» The task: Extract each line from the data below that contains the word "flower".

(Excerpts of pointing data)
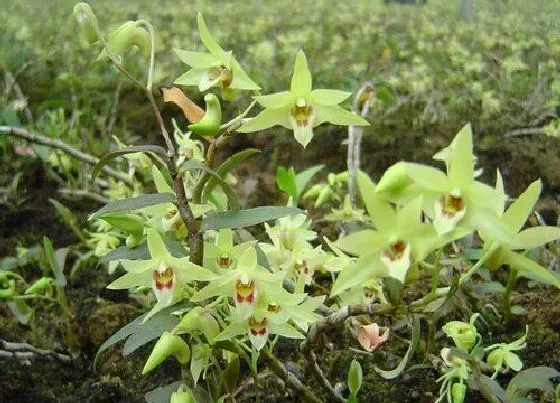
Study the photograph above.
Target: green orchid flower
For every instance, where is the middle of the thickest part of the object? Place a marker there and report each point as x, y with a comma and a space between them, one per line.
502, 356
463, 334
258, 326
289, 231
164, 273
453, 198
400, 240
302, 263
514, 218
222, 255
217, 69
245, 283
301, 108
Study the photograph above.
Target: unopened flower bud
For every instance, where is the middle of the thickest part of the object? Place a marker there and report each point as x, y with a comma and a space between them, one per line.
168, 344
87, 21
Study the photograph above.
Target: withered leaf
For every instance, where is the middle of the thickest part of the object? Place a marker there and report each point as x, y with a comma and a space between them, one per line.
192, 111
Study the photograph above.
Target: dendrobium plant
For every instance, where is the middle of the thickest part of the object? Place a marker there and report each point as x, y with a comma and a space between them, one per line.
220, 298
163, 273
302, 108
217, 68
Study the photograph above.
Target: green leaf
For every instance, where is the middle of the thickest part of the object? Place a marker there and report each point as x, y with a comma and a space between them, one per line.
303, 177
411, 349
226, 167
361, 242
196, 59
276, 100
141, 252
162, 394
517, 214
427, 177
528, 268
286, 181
150, 330
337, 116
267, 118
246, 218
134, 203
355, 377
207, 38
127, 150
380, 212
231, 374
57, 270
461, 164
233, 200
532, 379
537, 236
21, 311
301, 79
328, 97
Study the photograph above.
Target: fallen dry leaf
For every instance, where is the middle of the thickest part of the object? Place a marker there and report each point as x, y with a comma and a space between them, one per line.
192, 111
369, 337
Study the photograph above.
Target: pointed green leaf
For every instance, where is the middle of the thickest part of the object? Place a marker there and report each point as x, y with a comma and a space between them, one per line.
336, 116
226, 167
246, 218
267, 118
201, 60
277, 100
301, 79
303, 177
518, 213
191, 78
361, 242
286, 181
127, 150
537, 236
411, 349
428, 177
380, 212
328, 97
529, 268
54, 265
134, 203
286, 330
233, 330
366, 267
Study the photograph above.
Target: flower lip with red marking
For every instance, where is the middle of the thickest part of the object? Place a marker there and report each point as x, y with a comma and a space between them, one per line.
245, 292
163, 278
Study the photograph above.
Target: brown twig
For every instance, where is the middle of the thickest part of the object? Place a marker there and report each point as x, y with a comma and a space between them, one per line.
24, 352
289, 379
329, 322
59, 144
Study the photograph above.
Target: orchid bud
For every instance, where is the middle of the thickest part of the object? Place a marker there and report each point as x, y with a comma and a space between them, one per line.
463, 334
41, 286
168, 344
458, 392
355, 377
87, 21
209, 125
182, 395
129, 34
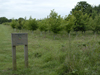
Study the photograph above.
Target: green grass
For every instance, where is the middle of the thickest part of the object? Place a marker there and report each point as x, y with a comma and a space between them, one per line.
51, 57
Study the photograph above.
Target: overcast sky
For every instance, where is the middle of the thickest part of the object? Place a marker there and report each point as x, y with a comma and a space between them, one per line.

» Correct output:
Target: green orchid flower
Target: unopened flower bud
Target: flower lip with red marking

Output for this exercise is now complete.